─── PROVIDED ENTRIES

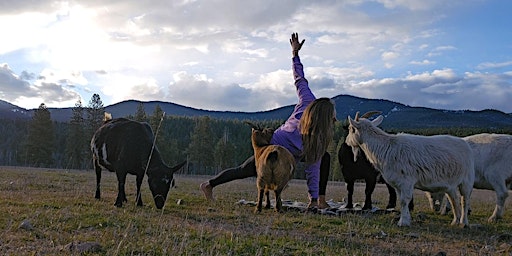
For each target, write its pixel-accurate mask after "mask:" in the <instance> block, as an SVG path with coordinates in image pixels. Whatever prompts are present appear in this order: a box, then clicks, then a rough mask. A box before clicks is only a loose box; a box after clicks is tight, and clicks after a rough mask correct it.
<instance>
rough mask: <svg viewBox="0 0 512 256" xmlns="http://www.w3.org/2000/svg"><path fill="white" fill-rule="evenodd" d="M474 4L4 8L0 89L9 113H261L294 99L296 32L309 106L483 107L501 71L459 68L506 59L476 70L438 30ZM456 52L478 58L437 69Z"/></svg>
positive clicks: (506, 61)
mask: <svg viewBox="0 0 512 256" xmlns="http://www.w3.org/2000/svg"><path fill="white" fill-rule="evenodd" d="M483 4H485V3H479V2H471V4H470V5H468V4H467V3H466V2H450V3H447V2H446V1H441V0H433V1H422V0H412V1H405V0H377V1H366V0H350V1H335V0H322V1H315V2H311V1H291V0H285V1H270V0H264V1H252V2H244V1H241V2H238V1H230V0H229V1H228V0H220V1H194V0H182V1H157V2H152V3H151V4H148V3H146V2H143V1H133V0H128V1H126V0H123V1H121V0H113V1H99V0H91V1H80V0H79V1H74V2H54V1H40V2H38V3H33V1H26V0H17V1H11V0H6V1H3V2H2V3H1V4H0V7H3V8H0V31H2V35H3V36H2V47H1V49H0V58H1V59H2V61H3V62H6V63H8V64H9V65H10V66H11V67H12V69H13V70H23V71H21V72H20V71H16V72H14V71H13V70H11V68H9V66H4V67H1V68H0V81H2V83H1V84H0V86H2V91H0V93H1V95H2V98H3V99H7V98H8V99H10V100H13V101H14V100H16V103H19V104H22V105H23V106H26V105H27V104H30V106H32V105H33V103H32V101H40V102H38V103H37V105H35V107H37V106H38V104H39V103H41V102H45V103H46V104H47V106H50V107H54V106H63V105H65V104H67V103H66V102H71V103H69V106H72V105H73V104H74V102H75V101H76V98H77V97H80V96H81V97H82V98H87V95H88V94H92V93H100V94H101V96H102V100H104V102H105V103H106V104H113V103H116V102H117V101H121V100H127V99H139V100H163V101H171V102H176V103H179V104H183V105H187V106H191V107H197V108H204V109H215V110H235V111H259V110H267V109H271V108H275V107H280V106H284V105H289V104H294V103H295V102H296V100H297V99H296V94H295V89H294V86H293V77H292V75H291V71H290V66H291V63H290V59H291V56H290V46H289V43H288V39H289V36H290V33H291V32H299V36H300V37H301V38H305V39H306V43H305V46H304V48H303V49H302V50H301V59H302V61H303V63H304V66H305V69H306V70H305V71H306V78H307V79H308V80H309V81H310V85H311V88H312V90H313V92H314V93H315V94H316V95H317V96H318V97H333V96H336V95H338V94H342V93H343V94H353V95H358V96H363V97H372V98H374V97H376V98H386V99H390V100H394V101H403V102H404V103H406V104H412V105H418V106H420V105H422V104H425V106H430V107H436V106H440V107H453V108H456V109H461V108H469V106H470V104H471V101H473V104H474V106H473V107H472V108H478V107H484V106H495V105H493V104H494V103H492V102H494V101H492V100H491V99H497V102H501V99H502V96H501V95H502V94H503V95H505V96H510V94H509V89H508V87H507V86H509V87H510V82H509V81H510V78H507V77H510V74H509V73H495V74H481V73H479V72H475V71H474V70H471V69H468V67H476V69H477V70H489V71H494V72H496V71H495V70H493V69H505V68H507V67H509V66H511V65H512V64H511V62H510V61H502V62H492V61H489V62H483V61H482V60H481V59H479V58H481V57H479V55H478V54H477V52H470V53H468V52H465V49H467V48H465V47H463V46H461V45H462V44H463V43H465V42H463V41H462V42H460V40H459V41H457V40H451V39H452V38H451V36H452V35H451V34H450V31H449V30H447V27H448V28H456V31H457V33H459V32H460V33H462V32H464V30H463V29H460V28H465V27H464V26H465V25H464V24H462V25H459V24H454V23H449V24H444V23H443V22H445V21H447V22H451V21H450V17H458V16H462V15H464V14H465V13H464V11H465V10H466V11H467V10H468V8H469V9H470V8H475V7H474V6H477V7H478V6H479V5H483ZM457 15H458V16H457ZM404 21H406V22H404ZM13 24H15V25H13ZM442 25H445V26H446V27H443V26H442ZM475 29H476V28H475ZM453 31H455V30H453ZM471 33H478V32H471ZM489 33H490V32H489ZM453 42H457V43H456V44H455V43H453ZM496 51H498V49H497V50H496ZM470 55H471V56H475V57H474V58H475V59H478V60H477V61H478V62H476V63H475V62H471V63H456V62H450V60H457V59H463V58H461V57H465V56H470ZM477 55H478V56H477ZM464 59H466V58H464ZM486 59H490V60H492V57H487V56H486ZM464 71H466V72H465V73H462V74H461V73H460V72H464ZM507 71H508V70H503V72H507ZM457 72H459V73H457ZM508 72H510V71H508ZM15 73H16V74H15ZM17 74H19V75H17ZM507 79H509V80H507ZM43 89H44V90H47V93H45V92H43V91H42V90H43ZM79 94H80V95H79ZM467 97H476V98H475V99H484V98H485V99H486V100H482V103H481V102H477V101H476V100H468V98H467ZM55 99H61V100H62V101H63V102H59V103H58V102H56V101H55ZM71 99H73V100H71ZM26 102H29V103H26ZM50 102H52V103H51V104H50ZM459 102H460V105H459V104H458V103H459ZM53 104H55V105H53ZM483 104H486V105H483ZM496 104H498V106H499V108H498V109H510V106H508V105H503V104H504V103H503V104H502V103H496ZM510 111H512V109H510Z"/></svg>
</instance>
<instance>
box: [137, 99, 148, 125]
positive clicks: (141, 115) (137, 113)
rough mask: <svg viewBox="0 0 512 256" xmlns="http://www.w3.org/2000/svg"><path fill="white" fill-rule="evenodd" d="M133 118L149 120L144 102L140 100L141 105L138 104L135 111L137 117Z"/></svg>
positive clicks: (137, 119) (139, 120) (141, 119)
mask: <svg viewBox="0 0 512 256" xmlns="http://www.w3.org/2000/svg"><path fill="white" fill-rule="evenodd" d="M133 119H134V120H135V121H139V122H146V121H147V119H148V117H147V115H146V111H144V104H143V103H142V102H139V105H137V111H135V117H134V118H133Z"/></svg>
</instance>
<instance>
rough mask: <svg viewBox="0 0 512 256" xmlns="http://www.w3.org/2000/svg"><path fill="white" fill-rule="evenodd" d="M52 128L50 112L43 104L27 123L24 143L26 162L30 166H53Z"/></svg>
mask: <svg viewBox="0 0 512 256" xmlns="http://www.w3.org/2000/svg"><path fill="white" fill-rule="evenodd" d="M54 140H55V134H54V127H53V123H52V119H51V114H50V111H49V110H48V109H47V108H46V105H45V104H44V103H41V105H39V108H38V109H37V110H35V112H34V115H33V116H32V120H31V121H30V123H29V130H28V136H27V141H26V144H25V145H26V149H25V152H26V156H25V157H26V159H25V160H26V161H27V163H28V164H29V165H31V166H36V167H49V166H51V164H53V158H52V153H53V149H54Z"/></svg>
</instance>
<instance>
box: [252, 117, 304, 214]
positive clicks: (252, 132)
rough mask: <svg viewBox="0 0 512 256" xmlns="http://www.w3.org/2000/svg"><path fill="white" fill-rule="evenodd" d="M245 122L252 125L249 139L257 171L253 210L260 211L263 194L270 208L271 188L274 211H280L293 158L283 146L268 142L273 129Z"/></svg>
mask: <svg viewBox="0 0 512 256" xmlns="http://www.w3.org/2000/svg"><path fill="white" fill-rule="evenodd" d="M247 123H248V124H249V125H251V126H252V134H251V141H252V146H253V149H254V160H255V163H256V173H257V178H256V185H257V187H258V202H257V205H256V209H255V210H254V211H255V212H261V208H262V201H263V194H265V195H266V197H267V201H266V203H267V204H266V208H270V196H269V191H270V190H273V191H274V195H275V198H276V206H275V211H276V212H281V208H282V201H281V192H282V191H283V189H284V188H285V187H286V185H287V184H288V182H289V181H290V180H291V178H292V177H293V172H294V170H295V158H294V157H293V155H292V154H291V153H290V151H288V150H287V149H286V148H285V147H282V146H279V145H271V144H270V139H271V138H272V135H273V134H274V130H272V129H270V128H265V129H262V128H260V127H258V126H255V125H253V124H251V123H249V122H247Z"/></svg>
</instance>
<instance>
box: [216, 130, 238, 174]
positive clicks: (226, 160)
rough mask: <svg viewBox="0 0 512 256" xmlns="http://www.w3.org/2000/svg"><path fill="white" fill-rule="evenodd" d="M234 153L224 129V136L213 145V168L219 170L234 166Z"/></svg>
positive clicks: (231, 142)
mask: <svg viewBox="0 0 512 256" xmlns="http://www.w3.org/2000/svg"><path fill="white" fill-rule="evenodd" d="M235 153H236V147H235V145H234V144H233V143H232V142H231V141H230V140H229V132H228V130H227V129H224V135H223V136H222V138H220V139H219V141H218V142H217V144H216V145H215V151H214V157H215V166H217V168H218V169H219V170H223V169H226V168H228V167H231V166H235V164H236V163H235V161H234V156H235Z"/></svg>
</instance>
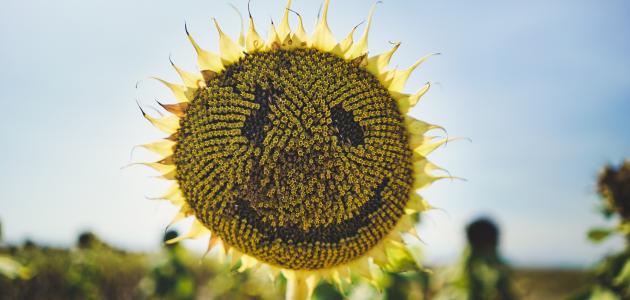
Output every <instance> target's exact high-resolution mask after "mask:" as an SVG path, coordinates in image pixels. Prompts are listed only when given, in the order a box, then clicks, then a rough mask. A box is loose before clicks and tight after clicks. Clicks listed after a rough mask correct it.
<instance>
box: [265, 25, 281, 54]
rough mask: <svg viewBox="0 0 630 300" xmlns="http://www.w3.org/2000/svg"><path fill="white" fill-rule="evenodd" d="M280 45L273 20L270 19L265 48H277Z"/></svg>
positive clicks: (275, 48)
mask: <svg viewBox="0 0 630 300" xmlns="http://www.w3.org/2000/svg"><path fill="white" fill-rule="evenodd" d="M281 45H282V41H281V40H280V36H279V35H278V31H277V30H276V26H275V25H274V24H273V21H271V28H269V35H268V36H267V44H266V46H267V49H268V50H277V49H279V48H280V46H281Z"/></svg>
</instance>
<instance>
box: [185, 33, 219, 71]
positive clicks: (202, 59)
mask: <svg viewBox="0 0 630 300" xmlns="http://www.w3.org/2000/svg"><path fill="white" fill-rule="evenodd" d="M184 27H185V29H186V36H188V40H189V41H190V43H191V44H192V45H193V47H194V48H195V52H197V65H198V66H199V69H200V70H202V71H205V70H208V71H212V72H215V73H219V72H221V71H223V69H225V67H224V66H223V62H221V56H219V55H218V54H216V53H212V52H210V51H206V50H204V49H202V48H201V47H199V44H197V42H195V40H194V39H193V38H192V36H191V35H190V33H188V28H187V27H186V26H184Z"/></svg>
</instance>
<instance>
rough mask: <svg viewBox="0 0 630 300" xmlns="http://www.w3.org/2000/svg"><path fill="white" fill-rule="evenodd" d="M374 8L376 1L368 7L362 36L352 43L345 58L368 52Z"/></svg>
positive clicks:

──────
─── PROVIDED ENTRIES

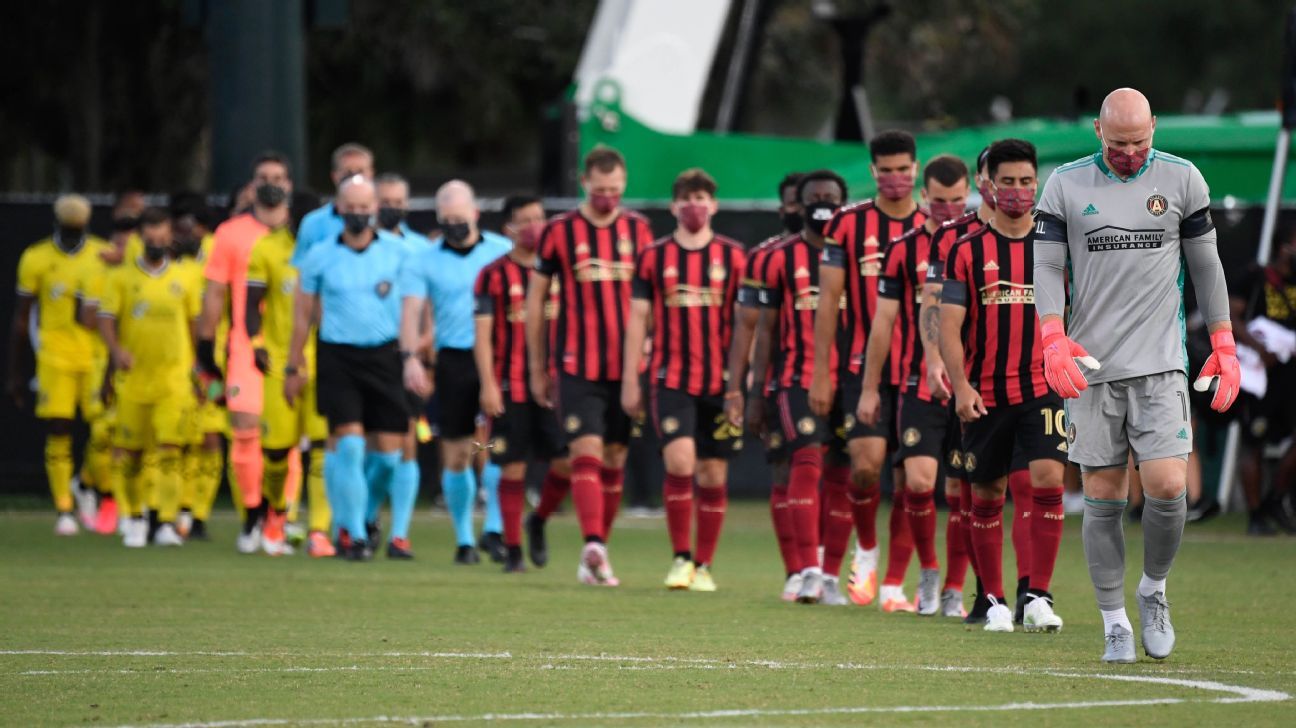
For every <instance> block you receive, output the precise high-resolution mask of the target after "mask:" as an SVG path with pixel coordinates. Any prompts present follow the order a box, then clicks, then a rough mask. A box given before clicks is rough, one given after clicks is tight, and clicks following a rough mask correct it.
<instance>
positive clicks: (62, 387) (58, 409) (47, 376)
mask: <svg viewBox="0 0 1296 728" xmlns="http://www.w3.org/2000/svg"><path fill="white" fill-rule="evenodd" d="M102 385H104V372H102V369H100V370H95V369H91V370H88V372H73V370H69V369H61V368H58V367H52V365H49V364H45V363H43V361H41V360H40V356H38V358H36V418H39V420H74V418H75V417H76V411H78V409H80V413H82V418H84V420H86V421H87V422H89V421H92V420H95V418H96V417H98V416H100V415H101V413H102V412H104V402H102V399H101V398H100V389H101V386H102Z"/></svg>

──────

Write down exactly the span of lines above from the one containing "positive clicks: (141, 115) (137, 113)" to the one containing "positive clicks: (252, 132)", both ends included.

positive clicks: (141, 115) (137, 113)
rough mask: <svg viewBox="0 0 512 256" xmlns="http://www.w3.org/2000/svg"><path fill="white" fill-rule="evenodd" d="M133 118L149 120L144 102L140 100L141 105L138 104L135 111L137 117Z"/></svg>
positive clicks: (137, 119) (139, 120) (141, 119)
mask: <svg viewBox="0 0 512 256" xmlns="http://www.w3.org/2000/svg"><path fill="white" fill-rule="evenodd" d="M133 119H134V120H135V121H139V122H146V121H147V119H148V117H147V115H146V111H144V104H143V103H142V102H139V105H137V111H135V117H134V118H133Z"/></svg>
</instance>
<instance>
rough mask: <svg viewBox="0 0 512 256" xmlns="http://www.w3.org/2000/svg"><path fill="white" fill-rule="evenodd" d="M52 128L50 112L43 104L27 123L24 143L26 162L30 166H53Z"/></svg>
mask: <svg viewBox="0 0 512 256" xmlns="http://www.w3.org/2000/svg"><path fill="white" fill-rule="evenodd" d="M54 140H55V134H54V127H53V123H52V119H51V114H50V111H49V110H48V109H47V108H46V105H45V104H44V103H41V105H39V108H38V109H37V110H35V112H34V115H33V116H32V120H31V121H30V123H29V130H28V136H27V141H26V144H25V145H26V149H25V152H26V156H25V157H26V159H25V160H26V161H27V163H28V164H29V165H31V166H36V167H49V166H51V164H53V158H52V153H53V149H54Z"/></svg>
</instance>
<instance>
box: [252, 117, 304, 214]
positive clicks: (252, 132)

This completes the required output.